## [TASK STATEMENT]
Please format every line of the data below as a numbered list, skipping any blank lines. Leave the pictures out of your answer.

## [STORED ROWS]
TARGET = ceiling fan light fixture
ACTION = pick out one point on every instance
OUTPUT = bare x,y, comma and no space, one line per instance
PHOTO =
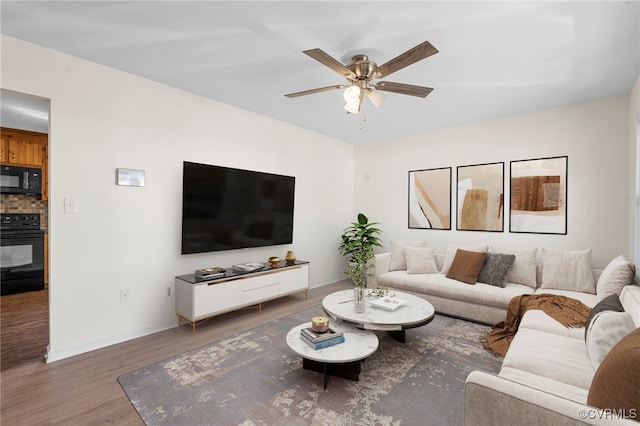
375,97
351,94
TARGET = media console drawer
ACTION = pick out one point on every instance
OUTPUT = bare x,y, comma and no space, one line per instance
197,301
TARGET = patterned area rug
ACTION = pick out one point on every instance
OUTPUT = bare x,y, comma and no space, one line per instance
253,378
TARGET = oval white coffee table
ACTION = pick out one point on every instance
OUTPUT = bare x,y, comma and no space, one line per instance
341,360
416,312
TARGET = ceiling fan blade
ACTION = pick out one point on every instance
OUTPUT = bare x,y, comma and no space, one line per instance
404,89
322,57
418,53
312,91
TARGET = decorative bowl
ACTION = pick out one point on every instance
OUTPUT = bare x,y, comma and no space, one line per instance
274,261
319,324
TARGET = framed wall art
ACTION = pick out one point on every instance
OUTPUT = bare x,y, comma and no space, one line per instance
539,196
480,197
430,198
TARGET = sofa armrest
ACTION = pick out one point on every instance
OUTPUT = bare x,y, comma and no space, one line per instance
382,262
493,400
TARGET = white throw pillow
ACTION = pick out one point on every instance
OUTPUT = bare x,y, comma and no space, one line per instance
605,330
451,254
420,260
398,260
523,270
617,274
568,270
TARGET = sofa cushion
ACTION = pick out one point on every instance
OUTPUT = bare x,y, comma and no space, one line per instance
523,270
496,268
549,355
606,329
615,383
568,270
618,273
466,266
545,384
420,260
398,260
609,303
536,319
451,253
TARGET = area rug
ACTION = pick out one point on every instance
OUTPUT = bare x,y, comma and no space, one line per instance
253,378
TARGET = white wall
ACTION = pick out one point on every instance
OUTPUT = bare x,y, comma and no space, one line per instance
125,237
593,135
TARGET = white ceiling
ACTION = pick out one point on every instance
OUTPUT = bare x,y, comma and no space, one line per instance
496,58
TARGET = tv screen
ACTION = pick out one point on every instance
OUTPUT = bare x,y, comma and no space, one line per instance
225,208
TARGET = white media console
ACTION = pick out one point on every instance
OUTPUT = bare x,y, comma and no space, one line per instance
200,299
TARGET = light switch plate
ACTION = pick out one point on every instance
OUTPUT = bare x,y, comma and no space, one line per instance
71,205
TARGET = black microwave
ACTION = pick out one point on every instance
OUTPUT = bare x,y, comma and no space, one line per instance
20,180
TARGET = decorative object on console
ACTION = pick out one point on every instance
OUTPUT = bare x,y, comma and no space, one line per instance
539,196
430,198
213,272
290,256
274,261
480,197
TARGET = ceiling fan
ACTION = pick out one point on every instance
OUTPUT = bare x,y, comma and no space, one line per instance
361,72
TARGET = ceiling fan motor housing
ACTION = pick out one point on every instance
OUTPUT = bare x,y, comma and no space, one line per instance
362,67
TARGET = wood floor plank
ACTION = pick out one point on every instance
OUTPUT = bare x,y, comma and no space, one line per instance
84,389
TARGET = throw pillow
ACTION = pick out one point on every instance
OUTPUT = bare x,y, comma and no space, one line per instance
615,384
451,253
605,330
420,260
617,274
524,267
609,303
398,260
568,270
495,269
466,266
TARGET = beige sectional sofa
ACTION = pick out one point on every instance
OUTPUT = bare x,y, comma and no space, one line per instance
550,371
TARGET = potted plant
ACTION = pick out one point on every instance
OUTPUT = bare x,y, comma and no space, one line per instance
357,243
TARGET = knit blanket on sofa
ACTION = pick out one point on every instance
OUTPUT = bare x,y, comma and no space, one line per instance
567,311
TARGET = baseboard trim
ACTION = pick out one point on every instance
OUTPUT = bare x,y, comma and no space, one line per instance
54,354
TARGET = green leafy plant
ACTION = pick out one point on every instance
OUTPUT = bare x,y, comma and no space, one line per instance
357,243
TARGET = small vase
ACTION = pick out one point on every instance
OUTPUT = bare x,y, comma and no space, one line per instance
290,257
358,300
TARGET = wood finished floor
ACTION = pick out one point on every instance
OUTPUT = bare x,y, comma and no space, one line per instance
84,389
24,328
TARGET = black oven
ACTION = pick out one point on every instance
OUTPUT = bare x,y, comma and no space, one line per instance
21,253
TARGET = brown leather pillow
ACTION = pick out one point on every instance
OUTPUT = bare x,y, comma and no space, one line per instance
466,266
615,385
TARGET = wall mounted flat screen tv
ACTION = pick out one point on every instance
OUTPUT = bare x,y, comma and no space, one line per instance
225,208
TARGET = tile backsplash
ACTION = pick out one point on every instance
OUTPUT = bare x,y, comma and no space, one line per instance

## [OUTPUT BELOW]
1. TARGET = ceiling fan light fixture
2. ACTION = pick out one point on every instance
3. OUTPUT = bare x,y, comma and no space, one line per instance
4. PHOTO =
5. 375,97
6. 351,94
7. TARGET = media console drawer
8. ACTION = pick out one point on every instance
9. OUTPUT = bare x,y, comma and no space, one line per instance
10. 197,301
11. TARGET = patterned area rug
12. ACTION = pick out one point on every instance
13. OUTPUT = bare x,y, comma and no space, one line per instance
14. 253,378
15. TARGET = oval white coffee table
16. ACTION = pick out one point on every instance
17. OUTPUT = bare x,y, comma and no space, one line per instance
18. 341,360
19. 416,312
20. TARGET = ceiling fan blade
21. ACTION = pick out one point on every instance
22. OUTPUT = bare x,y, comma and no space, one line per instance
23. 404,89
24. 322,57
25. 418,53
26. 312,91
27. TARGET = decorative bowl
28. ACTION = pick out one point on every instance
29. OUTPUT = bare x,y, comma and no space, one line per instance
30. 274,261
31. 319,324
32. TARGET = framed wall art
33. ACTION = pick out one point on every instance
34. OUTPUT = bare x,y, comma and no space, one line per instance
35. 539,196
36. 480,197
37. 430,198
38. TARGET = sofa armrest
39. ACTION = pick out one point on every instance
40. OUTPUT = bare x,y, comma and no space, one line per instance
41. 382,262
42. 493,400
43. TARGET = white throw pillow
44. ACTION = pick out one point on every instance
45. OUTPUT = bare x,y, comma and no space, one line per instance
46. 605,330
47. 451,254
48. 420,260
49. 398,260
50. 523,270
51. 617,274
52. 568,270
53. TARGET = sofa cushion
54. ACTION = pick out one point on every instance
55. OUTPUT = bare x,y, comma and no space, one line per instance
56. 523,270
57. 496,268
58. 549,355
59. 606,329
60. 615,383
61. 568,270
62. 618,273
63. 466,266
64. 545,384
65. 420,260
66. 398,260
67. 609,303
68. 536,319
69. 451,253
70. TARGET = area rug
71. ACTION = pick out one point on every instance
72. OUTPUT = bare x,y, comma and no space, one line per instance
73. 253,378
74. TARGET = white wall
75. ACTION = pick out one point on every instance
76. OUTPUT = bare x,y, comma and no space, one line per instance
77. 125,237
78. 593,135
79. TARGET = white ceiling
80. ACTION = pick out one point on every instance
81. OUTPUT = bare x,y, comma and no space, one line per instance
82. 496,58
83. TARGET = tv screen
84. ACTION = pick out one point on every instance
85. OUTPUT = bare x,y, comma and no space, one line per instance
86. 225,208
87. TARGET = white media console
88. ACTION = pick out one point on every instance
89. OUTPUT = bare x,y, comma and no space, one line per instance
90. 200,299
91. TARGET = light switch plate
92. ACTION = pick out one point on every instance
93. OUTPUT = bare x,y, comma and no space, one line per instance
94. 71,205
95. TARGET = black microwave
96. ACTION = pick out one point on every instance
97. OUTPUT = bare x,y, comma and no space, one line per instance
98. 20,180
99. TARGET = decorative object on console
100. ACTION = pick out one point on every instance
101. OUTPUT = bare x,y, comma and no space, one line per instance
102. 539,196
103. 430,198
104. 213,272
105. 290,256
106. 274,261
107. 480,197
108. TARGET = ceiling fan
109. ACTION = pick out one point on every instance
110. OUTPUT = bare x,y, comma and no space, one line per instance
111. 361,72
112. TARGET = ceiling fan motor housing
113. ACTION = pick out one point on every instance
114. OUTPUT = bare x,y, comma and no space, one line per instance
115. 362,67
116. TARGET = wood floor plank
117. ACTION = pick out one point on every instance
118. OUTPUT = bare x,y, comma and no space, one line per instance
119. 84,389
120. TARGET = throw pillow
121. ACTION = pick out one point on every instance
122. OUTPUT = bare x,y, comma and no space, one line per instance
123. 615,384
124. 451,253
125. 605,330
126. 420,260
127. 617,274
128. 524,267
129. 609,303
130. 398,260
131. 568,270
132. 495,269
133. 466,266
134. TARGET = beige sectional sofa
135. ACTION = pick out one point on every instance
136. OUTPUT = bare x,y, comma and no space, one line per instance
137. 550,371
138. TARGET = potted plant
139. ACTION = pick out one point on every instance
140. OUTPUT = bare x,y, comma and no space, one line per instance
141. 357,243
142. TARGET = knit blanket on sofa
143. ACTION = pick out one point on every instance
144. OUTPUT = bare x,y, comma and no space, one line per instance
145. 567,311
146. TARGET = baseboard trim
147. ACTION = pick out one point on every instance
148. OUTPUT = bare x,y, comma and no space, one line per instance
149. 54,354
150. TARGET = green leafy plant
151. ACTION = pick out one point on every instance
152. OUTPUT = bare x,y, comma and no space, one line per instance
153. 357,243
154. TARGET = small vase
155. ACTION = pick out one point on every instance
156. OUTPUT = bare x,y, comma and no space, one line per instance
157. 290,257
158. 358,300
159. TARGET = wood finished floor
160. ACTION = pick out one point on every instance
161. OUTPUT = bare x,y, comma and no space, one line per instance
162. 84,389
163. 24,328
164. TARGET = black oven
165. ACTION = pick out one point on every instance
166. OUTPUT = bare x,y, comma and no space, one line per instance
167. 21,253
168. TARGET = brown leather pillow
169. ACTION = pick out one point on every instance
170. OUTPUT = bare x,y, comma and no space, one line per instance
171. 466,266
172. 615,385
173. TARGET = wall mounted flat screen tv
174. ACTION = pick out one point on every instance
175. OUTPUT = bare x,y, comma and no space, one line per instance
176. 225,208
177. TARGET = tile backsplash
178. ACTION = pick out one point on every instance
179. OUTPUT = bare x,y, comma and no space, one line per instance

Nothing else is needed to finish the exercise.